- **Entries taken from a collection**:
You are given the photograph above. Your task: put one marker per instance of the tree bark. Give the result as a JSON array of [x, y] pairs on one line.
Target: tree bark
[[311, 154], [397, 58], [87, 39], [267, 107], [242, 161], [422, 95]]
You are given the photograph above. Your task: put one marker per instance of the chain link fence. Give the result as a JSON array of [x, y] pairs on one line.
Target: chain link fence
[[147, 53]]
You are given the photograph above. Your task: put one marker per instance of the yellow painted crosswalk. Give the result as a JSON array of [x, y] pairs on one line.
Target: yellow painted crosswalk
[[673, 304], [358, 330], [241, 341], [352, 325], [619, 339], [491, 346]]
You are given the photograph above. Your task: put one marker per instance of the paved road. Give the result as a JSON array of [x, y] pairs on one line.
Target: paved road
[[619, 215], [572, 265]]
--
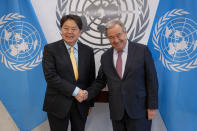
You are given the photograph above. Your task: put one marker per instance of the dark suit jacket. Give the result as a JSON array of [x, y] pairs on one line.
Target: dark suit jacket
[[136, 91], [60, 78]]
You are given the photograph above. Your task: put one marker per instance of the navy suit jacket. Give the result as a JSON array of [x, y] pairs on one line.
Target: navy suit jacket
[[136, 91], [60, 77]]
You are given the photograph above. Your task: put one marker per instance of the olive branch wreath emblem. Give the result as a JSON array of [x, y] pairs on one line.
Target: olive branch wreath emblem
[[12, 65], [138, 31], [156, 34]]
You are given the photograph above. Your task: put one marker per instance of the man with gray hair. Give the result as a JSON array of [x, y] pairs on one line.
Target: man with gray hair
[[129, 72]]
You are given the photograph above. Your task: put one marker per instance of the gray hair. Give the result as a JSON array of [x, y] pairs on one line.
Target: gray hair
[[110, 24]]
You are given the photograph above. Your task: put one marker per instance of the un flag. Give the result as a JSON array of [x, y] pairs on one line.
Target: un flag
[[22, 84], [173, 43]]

- **Exercise directions**: Copy out every line of the data where the word "above" occurs.

- **Written solution**:
You are given the photograph above. Your task: put one marker per instance of the tree bark. Give the result as a JSON array of [x, y] pairs on one line.
You are given the photograph above. Your task: put one marker per instance of the chain link fence. Give the result as a JSON array of [x, y] pairs on one line.
You are given the photograph above. Your task: put one marker per instance of the yellow painted crosswalk. Give the result as a JSON array of [x, y] pairs on one line.
You are given the photograph above. Your task: put one marker per instance of the paved road. Give the result as a JSON array of [x, y] pairs on one line.
You are given the photograph above. Your task: put one marker per instance of the dark suit jacket. Give the result as a JSON array of [x, y] pairs on one line.
You are given the photograph above. Your task: put one marker per instance of the navy suit jacket. Give the result as a JSON array of [x, y] pairs on one line.
You are given the photograph above. Your task: put one marker per instance of the olive branch wreath emblem. Give the result as a JSON array of [x, y] pairs on one line.
You are given the photograph above. Your task: put one marker per instance of the man with gray hair. Give the result as a JSON array of [x, y] pairs on one line.
You are given the photograph above. Your task: put one marker per instance of the gray hair. Give the result as a JSON array of [x, y] pairs on one line.
You are given the photograph above. Your task: put one marker per instance of the un flag. Give the result as a JSON array of [x, y] pairs on one line.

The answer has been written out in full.